## TRAVAIL À FAIRE
- A) Traduisez en anglais cette phrase du texte sur les femmes dans la ville : « Dans les lieux qu'elles fréquentent, elles flânent rarement. »
- B) D'après le texte sur les femmes dans la ville, quel endroit du quartier de la Gauthière s'est révélé problématique ?
+++ TEXTE FOURNI +++
Clermont-Ferrand (Puy-de-Dôme), 8 mars 2015 : Journée des femmes. Dans le quartier de la Gauthière, plusieurs dizaines d’entre elles sont réunies à l’université Foraine. Assises dans une salle de TD, gobelet de thé à la main, elles écoutent le compte rendu de l’atelier exploratoire auquel elles ont participé pendant la semaine. L’objectif était de repérer les quartiers où les femmes aiment bien aller, ceux où elles se sentent moins à l’aise. A la Gauthière, l’entrée du centre commercial, où se trouve un bar, s’est révélée problématique. « C’est un lieu où il y a beaucoup de regroupements de jeunes hommes, pas forcément agressifs, mais qui portent le regard sur elles, explique Karine Plassard, clermontoise et militante féministe. Quand on est une femme seule et que l’on doit passer devant quinze messieurs, ce n’est pas toujours évident. On peut être dévisagée des pieds à la tête, recevoir une réflexion pas très sympathique… Cela crée un sentiment d’insécurité. »
Anecdotique ? Pas pour les femmes. Dans toutes les villes, il y a des quartiers qu’elles évitent, des stations de métro auxquelles elles ne s’arrêtent pas, des espaces verts qu’elles préfèrent ignorer.
Dans les lieux qu’elles fréquentent, elles flânent rarement. Là où les hommes s’attardent à discuter, debout sur le trottoir ou attablés au café, elles s’activent, font des courses ou accompagnent les enfants. Quand elles sont seules, elles marchent sans traîner. Et le pire, c’est que, bien souvent, elles ne s’en aperçoivent même pas. Faites l’expérience. Demandez à vos amis, à vos collègues, à vos enfants s’ils ont remarqué combien la ville qu’ils arpentent est sexiste : ils et elles, pour la plupart, vous regarderont avec de grands yeux. Et plus encore s’ils vivent dans une zone favorisée.
L’espace public n’est pas neutre
Le constat est bien établi : dans les beaux quartiers comme dans les plus populaires, l’espace public n’est pas neutre. Et c’est le genre masculin qui y gagne. En France comme ailleurs, et de longue date. Ce qui est nouveau, c’est que des géographes, des urbanistes, des responsables municipaux se mobilisent désormais pour y remédier, et rendre ces lieux de vie plus égalitaires. Un impératif d’autant plus urgent, affirment certains, que si l’on n’y prend garde, la ville « écologique » de demain, celle qui devra participer à la lutte contre l’épuisement des énergies fossiles et le réchauffement climatique, pénalisera plus encore les femmes qu’elle ne le fait déjà. Car c’est une chose de rendre les transports moins polluants, l’éclairage moins énergivore ; c’en est une autre de permettre aux femmes de se déplacer commodément et de circuler sans peur la nuit.
+++ DONNÉES ENREGISTRÉES +++
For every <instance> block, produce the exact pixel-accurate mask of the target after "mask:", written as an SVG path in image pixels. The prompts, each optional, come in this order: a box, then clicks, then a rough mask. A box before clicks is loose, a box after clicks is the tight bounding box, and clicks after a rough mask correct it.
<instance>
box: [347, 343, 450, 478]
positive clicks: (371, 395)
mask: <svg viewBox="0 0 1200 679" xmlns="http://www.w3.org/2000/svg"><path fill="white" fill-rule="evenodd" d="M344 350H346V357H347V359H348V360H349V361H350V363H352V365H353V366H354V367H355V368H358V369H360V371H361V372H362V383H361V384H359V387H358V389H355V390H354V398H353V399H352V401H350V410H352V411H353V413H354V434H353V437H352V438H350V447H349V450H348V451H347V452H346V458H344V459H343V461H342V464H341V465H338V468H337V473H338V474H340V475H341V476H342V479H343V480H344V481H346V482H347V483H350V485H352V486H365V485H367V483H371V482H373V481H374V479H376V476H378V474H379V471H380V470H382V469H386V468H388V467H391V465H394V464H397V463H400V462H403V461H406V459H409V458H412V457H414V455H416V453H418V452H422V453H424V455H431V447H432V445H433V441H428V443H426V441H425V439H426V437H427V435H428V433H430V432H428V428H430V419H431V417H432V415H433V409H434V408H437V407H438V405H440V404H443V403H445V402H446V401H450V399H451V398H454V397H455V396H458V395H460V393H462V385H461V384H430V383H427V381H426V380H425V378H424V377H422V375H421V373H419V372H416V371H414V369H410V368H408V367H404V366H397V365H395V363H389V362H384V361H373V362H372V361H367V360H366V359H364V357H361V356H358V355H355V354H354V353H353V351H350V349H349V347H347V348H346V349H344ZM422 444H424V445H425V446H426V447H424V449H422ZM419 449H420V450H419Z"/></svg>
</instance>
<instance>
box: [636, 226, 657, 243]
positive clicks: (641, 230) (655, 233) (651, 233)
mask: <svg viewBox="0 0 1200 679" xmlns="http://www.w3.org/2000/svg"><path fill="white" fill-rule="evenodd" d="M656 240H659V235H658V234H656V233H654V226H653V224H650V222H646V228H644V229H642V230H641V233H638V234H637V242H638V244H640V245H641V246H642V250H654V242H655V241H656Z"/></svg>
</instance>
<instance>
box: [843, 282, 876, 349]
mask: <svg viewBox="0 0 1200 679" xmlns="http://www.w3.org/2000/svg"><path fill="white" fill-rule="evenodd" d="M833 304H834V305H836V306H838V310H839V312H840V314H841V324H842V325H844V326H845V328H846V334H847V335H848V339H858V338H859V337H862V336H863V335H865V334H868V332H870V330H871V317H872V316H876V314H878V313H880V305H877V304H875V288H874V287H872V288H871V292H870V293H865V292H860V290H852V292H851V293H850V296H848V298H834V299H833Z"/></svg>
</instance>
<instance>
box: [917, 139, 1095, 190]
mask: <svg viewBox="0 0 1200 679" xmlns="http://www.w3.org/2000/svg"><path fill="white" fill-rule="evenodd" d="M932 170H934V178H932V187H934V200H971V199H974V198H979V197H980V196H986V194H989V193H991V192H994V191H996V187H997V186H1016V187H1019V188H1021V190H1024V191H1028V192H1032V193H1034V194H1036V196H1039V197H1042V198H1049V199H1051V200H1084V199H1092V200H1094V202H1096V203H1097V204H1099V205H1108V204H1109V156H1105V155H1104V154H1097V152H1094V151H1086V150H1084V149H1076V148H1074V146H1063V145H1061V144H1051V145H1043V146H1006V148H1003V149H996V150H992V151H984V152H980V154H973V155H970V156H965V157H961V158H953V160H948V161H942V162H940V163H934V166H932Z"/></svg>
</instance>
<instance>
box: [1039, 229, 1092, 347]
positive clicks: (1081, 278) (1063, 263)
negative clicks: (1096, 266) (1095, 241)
+++
## RÉPONSES DANS L'ORDRE
- A) In the places they frequent, they rarely stroll.

- B) L'entrée du centre commercial, où se trouve un bar.